* DIRECTIONS *
Set all the material down again unchanged, without the pictures.

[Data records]
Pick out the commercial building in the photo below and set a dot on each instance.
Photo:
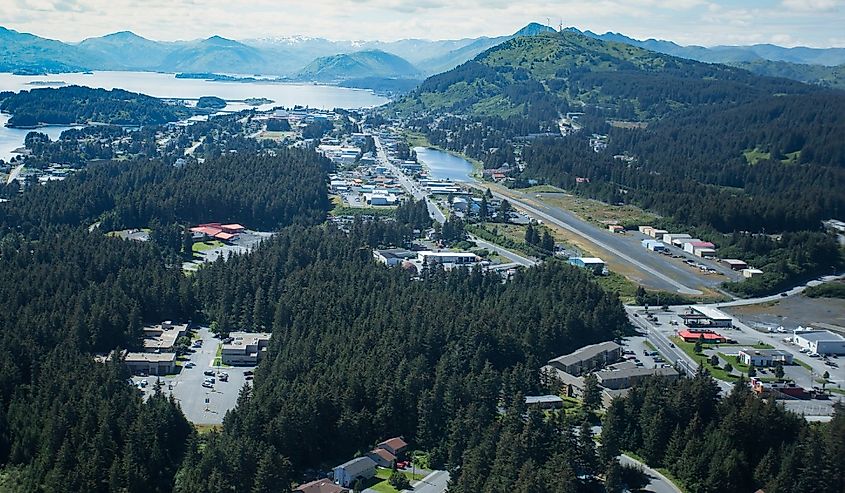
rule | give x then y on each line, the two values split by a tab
628	377
705	316
764	357
588	358
348	473
735	264
151	363
455	258
544	401
246	348
162	338
218	231
594	264
653	245
706	336
321	486
819	341
670	238
393	256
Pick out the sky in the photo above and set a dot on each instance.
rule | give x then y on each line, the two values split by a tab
817	23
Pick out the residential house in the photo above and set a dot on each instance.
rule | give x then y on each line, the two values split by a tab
321	486
395	446
348	473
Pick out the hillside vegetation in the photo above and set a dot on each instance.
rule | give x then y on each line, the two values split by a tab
76	104
561	71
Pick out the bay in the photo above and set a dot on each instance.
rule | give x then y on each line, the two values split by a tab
168	86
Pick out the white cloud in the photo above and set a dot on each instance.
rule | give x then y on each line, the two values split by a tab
811	22
812	5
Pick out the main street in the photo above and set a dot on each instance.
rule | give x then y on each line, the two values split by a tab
411	187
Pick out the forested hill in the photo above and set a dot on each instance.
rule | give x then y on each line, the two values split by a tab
76	104
550	73
263	192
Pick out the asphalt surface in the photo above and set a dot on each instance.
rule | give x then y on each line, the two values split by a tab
662	274
513	257
658	483
436	482
413	188
188	391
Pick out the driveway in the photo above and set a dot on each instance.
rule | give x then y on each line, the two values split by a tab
658	483
186	387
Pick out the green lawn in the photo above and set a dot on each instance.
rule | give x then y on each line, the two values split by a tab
717	372
380	483
201	246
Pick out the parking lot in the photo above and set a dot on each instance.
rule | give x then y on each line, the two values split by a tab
245	242
186	387
664	324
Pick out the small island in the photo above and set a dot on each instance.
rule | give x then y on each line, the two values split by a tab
258	101
211	103
75	104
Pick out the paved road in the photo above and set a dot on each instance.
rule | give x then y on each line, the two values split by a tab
658	483
187	387
513	257
778	296
411	187
436	482
646	261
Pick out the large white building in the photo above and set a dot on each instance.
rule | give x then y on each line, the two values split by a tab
246	348
820	341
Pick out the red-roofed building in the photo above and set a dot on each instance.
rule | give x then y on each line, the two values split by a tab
707	336
206	230
232	228
382	457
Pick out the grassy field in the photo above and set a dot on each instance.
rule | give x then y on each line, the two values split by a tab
717	372
598	212
380	483
203	429
201	246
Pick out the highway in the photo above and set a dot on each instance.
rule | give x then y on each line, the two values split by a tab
646	261
412	188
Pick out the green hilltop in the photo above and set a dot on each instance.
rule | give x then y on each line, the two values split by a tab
553	72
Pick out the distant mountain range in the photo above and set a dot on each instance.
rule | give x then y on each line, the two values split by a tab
324	60
821	66
360	64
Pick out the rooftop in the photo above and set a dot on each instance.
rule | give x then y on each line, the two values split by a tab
820	335
586	352
150	357
635	372
711	313
542	399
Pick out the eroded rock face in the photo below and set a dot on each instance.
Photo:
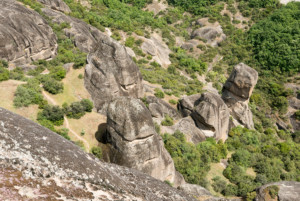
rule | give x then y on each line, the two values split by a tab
186	105
59	5
24	34
237	91
111	73
160	108
288	191
40	161
211	115
85	37
187	126
136	144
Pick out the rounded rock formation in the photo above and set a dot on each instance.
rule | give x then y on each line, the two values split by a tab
131	132
24	35
111	73
211	115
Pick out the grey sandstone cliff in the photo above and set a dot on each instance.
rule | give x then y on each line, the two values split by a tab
111	73
209	112
135	143
44	166
288	191
24	35
237	91
59	5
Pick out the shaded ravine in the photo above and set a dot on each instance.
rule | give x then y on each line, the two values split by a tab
52	101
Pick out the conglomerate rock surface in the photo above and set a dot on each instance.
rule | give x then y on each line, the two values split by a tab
36	163
24	35
136	144
111	73
287	191
237	91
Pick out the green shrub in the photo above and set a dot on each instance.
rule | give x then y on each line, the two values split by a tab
273	191
53	86
97	151
168	121
173	102
27	94
52	113
64	133
159	93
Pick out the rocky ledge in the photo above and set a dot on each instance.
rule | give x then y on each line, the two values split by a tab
36	163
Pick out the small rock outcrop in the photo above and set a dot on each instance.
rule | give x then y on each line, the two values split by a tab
24	35
85	37
209	112
131	132
59	5
212	34
186	105
287	191
211	115
45	166
111	73
237	91
187	126
160	108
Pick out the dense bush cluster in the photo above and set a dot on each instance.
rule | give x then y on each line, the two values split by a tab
193	161
78	109
271	159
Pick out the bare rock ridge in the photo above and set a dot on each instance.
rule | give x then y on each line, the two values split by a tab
85	37
43	158
237	91
24	35
111	73
287	191
136	144
59	5
209	112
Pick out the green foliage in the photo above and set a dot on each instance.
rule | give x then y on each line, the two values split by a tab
159	93
168	121
27	94
52	86
271	160
193	161
52	113
276	39
181	60
173	102
4	74
297	115
97	151
64	133
218	185
78	109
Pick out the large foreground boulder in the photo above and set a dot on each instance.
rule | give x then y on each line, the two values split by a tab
24	35
111	73
135	143
237	91
37	164
285	190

* REPLY *
Pick out the commercial building in the photo below and set a dot on each instance.
Photo:
rule | give x then y on each line, the two values split by a tab
628	377
705	316
764	357
588	358
348	473
735	264
151	363
455	258
544	401
246	348
162	338
218	231
594	264
653	245
706	336
321	486
819	341
670	238
393	256
Pick out the sky in the photo above and set a dot on each instance.
rule | give x then y on each line, the two values split by a tab
817	23
Pick out the residential house in the photo above and set a dot on each instance.
rule | give x then y on each line, the two values split by a tab
321	486
395	446
348	473
Pick out the hillside vegetation in the photo above and set a dot on each instance.
rule | give x then y on each line, the two values split by a tab
76	104
561	71
Pick out the bay in the photo above and set a dot on each instance.
rule | give x then y on each line, the two values split by a tab
168	86
Pick out the white cloud in the photo above and set a dot on each instance.
rule | give x then y on each line, the two values split by a tab
811	22
812	5
Pick out the main street in the photo above and set a dot on each instance.
rule | give x then y on each line, the two values split by a tab
411	187
Pick out the forested hill in the photo above and set a dot on each instance.
rule | give x then y on each line, the two values split by a tab
76	104
550	73
263	192
Pick out the asphalt surface in the photo above and set a dot on each instance.
rule | give x then y on each line, the two values split by a tab
662	274
513	257
658	483
436	482
413	188
188	391
Pick out the driveway in the photo above and set a dot on each instance.
rule | give x then y on each line, the two values split by a tab
658	483
186	387
Pick out the green lawn in the photo above and set a dot on each instance.
rule | give x then y on each line, the two values split by a tab
717	372
380	483
201	246
Pick out the parking lot in the photo above and set a dot on each instance.
rule | give x then y on each line, the two values split by a tab
245	242
186	387
664	324
Pick out the small island in the photo above and set a dot on each instance.
rule | give x then y on each line, the two values split by a tab
258	101
211	103
75	104
Pick out the paved road in the photo above and set a dot on each instance.
rule | give x then y on each line, the two values split by a tab
658	483
187	387
513	257
778	296
411	187
436	482
646	261
Pick out the large white building in the photo above and set a dot on each instance.
rule | give x then y on each line, the two values split by a tab
246	348
820	341
Pick out the red-roofed building in the photo above and set a dot on each instance.
rule | give x then y on each line, the two values split by a tab
707	336
206	230
232	228
382	457
Pick out the grassy field in the photo above and set a dot on each instance.
rule | give x then y on each line, the two values split by a tab
717	372
598	212
380	483
203	429
201	246
Pick out the highway in the photo above and set a dot on each instance.
rule | give x then y on each line, the two values split by a tab
646	261
412	188
Pick out the green hilltop in the photo above and set a dot on each instance.
rule | give x then y on each line, the two values split by a tab
553	72
Pick out the distant mountain range in the photo above and set a dot on each instance.
rule | give x then y on each line, the two values split by a tab
324	60
821	66
360	64
Pick out the rooftop in the photo above and set a dot on each instance.
rule | give x then y on each line, the two values split by a tab
820	335
586	352
150	357
635	372
711	313
542	399
Pick out the eroded rock face in the photo below and set a dot on each instance.
Photo:
rule | give x then y on each line, the two values split by a tab
186	105
59	5
24	34
237	91
111	73
160	108
288	191
40	161
211	115
85	37
187	126
136	144
Pick out the rounded rock formation in the photo above and set a dot on each instance.
rule | give x then y on each line, the two values split by a tab
131	132
24	35
111	73
211	115
Pick out the grey sandstone cliff in the photo above and set a dot on each instance.
rule | give x then y on each line, the two values split by a tab
111	73
209	112
135	143
44	166
288	191
24	35
237	91
59	5
Pick out the shaded ravine in the photo above and set a dot on each instance.
rule | give x then y on each line, the two values split by a tab
52	101
Pick out the conglomerate rock surface in the photo above and set a dot on each instance.
rule | give x then y on each line, the two values split by a tab
36	163
24	35
136	144
111	73
287	191
237	91
Pick out the green shrub in the photo above and set a dot on each instance.
rule | give x then y on each line, the two values split by a tab
273	191
53	86
97	151
168	121
173	102
27	94
52	113
64	133
159	93
Pick out the rocky ledge in the photo above and set a dot on each instance.
rule | give x then y on each line, the two values split by a tab
36	163
Pick out the small rock outcrop in the photo above and set a dot on each instance.
rule | give x then y on each line, the two values split by a tab
24	35
85	37
209	112
131	132
59	5
212	34
186	105
287	191
211	115
45	166
111	73
237	91
187	126
160	108
Pick out the dense bush cluster in the photo above and set a dot on each instance.
rule | give x then y on each line, the two values split by a tab
193	161
78	109
271	159
Pick out the bare rock ridge in the photo above and set a dot on each instance.
rule | give x then y on each line, the two values split by a tab
85	37
43	158
237	91
24	35
111	73
287	191
136	144
59	5
209	112
Pick out the green foliage in the photo above and set a dot on each instance.
rule | give x then y on each line, the two values split by a tab
159	93
168	121
27	94
52	86
271	160
193	161
52	113
276	39
181	60
173	102
4	74
297	115
97	151
64	133
218	185
78	109
Pick out the large foreground boulder in the photo above and set a dot on each instance.
rule | give x then y on each line, the two values split by a tab
24	35
111	73
135	143
237	91
37	164
285	190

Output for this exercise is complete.